▶ [REQUIREMENT]
Copy out the records below with "even-odd" swapped for "nonzero" and everything else unchanged. Leave the pictures out.

— START RECORDS FOR PROCESSING —

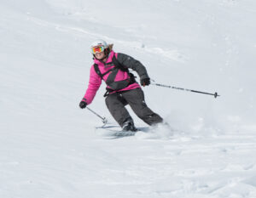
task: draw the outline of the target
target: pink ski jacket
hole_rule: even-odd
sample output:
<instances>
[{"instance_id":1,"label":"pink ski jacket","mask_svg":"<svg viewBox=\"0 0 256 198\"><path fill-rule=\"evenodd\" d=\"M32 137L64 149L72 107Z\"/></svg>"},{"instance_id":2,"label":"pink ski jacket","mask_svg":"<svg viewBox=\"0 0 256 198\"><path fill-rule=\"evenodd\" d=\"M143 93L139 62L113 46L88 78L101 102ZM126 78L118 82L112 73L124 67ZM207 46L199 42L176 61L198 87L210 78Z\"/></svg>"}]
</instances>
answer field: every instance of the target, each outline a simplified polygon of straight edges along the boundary
<instances>
[{"instance_id":1,"label":"pink ski jacket","mask_svg":"<svg viewBox=\"0 0 256 198\"><path fill-rule=\"evenodd\" d=\"M123 65L125 65L125 67L131 68L131 69L136 71L137 72L137 74L139 75L141 80L148 77L145 67L138 60L131 58L131 56L124 54L120 54L120 53L116 54L113 50L110 52L106 63L103 63L102 61L94 59L94 63L98 65L99 70L102 74L107 72L108 71L111 70L112 68L113 68L115 66L112 61L112 59L113 56L116 57L116 59L118 59L118 61L120 64L122 64ZM107 81L110 73L111 73L111 71L108 72L108 74L106 74L105 76L103 76L103 81L105 81L105 82ZM130 78L130 76L127 72L119 70L114 81L115 82L123 81L123 80L126 80L129 78ZM88 88L87 88L85 94L82 100L85 101L87 103L87 105L90 105L92 102L97 90L101 87L101 84L102 84L102 78L96 72L94 65L92 65L90 67L90 80L89 80ZM107 88L108 88L108 86L107 86ZM141 87L136 82L132 84L129 84L126 88L125 88L123 89L119 89L118 91L113 91L110 93L110 94L113 93L115 92L126 91L126 90L131 90L131 89L138 88L141 88Z\"/></svg>"}]
</instances>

— END RECORDS FOR PROCESSING —

▶ [RESULT OF THE TASK]
task: draw the outline of the target
target: pink ski jacket
hole_rule: nonzero
sample output:
<instances>
[{"instance_id":1,"label":"pink ski jacket","mask_svg":"<svg viewBox=\"0 0 256 198\"><path fill-rule=\"evenodd\" d=\"M32 137L64 149L72 107Z\"/></svg>"},{"instance_id":2,"label":"pink ski jacket","mask_svg":"<svg viewBox=\"0 0 256 198\"><path fill-rule=\"evenodd\" d=\"M143 93L139 62L113 46L88 78L101 102ZM126 78L118 82L112 73L124 67ZM207 46L199 42L176 61L198 87L210 78Z\"/></svg>"}]
</instances>
answer field: every instance of the target, each outline a simplified polygon of straight edges along the boundary
<instances>
[{"instance_id":1,"label":"pink ski jacket","mask_svg":"<svg viewBox=\"0 0 256 198\"><path fill-rule=\"evenodd\" d=\"M123 65L125 65L125 67L131 68L131 69L136 71L137 72L137 74L139 75L141 80L148 77L145 67L138 60L131 58L131 56L124 54L120 54L120 53L116 54L113 50L110 52L106 63L103 63L102 61L94 59L94 63L98 65L99 70L102 74L107 72L108 71L111 70L112 68L113 68L115 66L112 61L112 59L113 56L116 57L116 59L118 59L118 61L120 64L122 64ZM107 81L110 73L111 73L111 71L108 72L108 74L106 74L105 76L103 76L103 81L105 81L105 82ZM130 78L130 76L127 72L119 70L114 81L115 82L123 81L123 80L126 80L129 78ZM88 88L87 88L85 94L82 100L85 101L87 103L87 105L90 105L92 102L97 90L101 87L101 84L102 84L102 78L96 72L94 65L92 65L90 67L90 80L89 80ZM107 88L108 88L108 86L107 86ZM141 87L136 82L132 84L129 84L126 88L125 88L123 89L119 89L118 91L113 91L110 93L110 94L113 93L115 92L126 91L126 90L131 90L131 89L138 88L141 88Z\"/></svg>"}]
</instances>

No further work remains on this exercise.